-
Notifications
You must be signed in to change notification settings - Fork 0
Description
No way to evaluate whether the Claude Code skill (and other plugin components like commands) actually work well. Ideally there'd be an eval-like process: generate test vaults, define expected behaviours for various scenarios, run Claude Code with the skill, and have another instance evaluate the results against expectations.## 1. Claude Skill Effectiveness (Agent Evals)
Thoughts from Claude as a starting point...
This is the most complex challenge. The research points to a two-layer approach:
Layer 1: Reasoning evaluation - Did Claude choose the right tool/command?
Layer 2: Action evaluation - Did it accomplish the goal?
Key metrics from Anthropic's approach:
- pass@k: Probability of success in at least one of k attempts (capability)
- pass^k: Probability of success in ALL k attempts (consistency)

### Data records
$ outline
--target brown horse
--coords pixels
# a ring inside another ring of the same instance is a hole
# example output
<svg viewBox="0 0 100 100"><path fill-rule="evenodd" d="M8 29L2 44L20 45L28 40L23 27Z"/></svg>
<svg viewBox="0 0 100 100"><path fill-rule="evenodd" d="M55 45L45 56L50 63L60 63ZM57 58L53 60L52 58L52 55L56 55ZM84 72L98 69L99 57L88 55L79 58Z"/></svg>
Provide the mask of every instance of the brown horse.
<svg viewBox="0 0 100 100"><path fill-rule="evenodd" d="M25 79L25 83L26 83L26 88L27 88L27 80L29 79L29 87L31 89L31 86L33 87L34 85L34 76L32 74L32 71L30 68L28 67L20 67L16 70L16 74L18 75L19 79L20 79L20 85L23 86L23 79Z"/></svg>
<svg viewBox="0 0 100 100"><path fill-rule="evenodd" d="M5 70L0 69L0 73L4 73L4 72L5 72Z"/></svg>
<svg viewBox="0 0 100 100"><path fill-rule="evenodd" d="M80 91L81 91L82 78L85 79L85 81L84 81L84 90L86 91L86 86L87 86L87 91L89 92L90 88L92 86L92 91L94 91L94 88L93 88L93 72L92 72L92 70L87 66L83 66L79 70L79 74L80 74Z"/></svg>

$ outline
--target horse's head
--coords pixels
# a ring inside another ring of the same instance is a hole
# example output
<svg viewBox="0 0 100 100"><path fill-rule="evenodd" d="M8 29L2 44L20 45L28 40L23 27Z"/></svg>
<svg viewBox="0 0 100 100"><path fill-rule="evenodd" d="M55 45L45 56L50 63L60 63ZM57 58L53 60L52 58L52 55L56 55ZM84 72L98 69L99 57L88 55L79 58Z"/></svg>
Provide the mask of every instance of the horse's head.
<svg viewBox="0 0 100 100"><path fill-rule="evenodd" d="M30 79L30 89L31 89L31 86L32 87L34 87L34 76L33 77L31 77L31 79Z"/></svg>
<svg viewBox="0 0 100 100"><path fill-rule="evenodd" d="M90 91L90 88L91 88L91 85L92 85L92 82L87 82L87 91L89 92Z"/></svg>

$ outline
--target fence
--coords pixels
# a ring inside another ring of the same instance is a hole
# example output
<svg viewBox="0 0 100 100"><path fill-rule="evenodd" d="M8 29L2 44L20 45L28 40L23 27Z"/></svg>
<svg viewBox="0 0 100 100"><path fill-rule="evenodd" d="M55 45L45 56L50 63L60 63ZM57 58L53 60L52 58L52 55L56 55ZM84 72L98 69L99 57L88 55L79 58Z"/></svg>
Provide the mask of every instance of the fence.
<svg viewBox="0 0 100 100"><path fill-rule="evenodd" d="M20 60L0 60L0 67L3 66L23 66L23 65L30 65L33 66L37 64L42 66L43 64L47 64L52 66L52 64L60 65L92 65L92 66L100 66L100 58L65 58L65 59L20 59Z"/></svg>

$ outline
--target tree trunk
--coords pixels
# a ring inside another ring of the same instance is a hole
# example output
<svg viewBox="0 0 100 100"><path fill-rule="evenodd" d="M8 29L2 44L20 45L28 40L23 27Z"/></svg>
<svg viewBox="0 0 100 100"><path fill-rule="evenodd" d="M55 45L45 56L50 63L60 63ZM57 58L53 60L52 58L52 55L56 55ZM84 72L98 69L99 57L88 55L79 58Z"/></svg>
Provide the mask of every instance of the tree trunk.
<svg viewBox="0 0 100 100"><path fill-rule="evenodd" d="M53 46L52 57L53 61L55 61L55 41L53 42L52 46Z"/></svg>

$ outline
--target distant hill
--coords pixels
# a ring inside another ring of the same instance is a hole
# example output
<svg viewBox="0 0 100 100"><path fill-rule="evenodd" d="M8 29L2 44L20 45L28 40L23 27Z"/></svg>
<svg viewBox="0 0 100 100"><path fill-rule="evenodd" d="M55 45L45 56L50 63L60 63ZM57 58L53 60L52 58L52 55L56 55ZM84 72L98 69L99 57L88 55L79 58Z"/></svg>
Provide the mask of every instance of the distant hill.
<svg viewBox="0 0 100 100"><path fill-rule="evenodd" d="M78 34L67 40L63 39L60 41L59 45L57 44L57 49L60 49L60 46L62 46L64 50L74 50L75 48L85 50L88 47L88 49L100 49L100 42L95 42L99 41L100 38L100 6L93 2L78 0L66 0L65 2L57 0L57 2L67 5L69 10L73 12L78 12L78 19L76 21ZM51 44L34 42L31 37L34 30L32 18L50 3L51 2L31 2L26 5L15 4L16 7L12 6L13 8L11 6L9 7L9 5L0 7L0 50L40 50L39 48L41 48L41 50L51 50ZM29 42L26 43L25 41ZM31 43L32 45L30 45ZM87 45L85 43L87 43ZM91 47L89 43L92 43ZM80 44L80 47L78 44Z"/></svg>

### Task 1
Translate this sentence from the issue about evaluating the Claude Code skill into French: "This is the most complex challenge."
### Task 2
Write a continuation of the issue about evaluating the Claude Code skill, starting after its last line.
The listing is separate material, apart from the issue about evaluating the Claude Code skill.

### Your response 1
C'est le défi le plus complexe.

### Your response 2
These diverge significantly - a skill might pass@5 = 95% but pass^5 = 40%. This tells you whether the skill can work vs whether it reliably works.
Practical approach:
Test Suite Structure:
├── scenarios/
│ ├── add-task-to-project.yaml
│ ├── weekly-review-flow.yaml
│ └── find-overdue-tasks.yaml
├── vaults/
│ ├── empty-vault/
│ ├── busy-freelancer/
│ └── minimal-setup/
└── expected/
└── (criteria for each scenario)
Each scenario would have:
- Initial vault state (reference to a test vault)
- User prompt (what the user asks)
- Success criteria (what should happen, not deterministic output)
- Evaluation method (LLM-as-judge with binary pass/fail)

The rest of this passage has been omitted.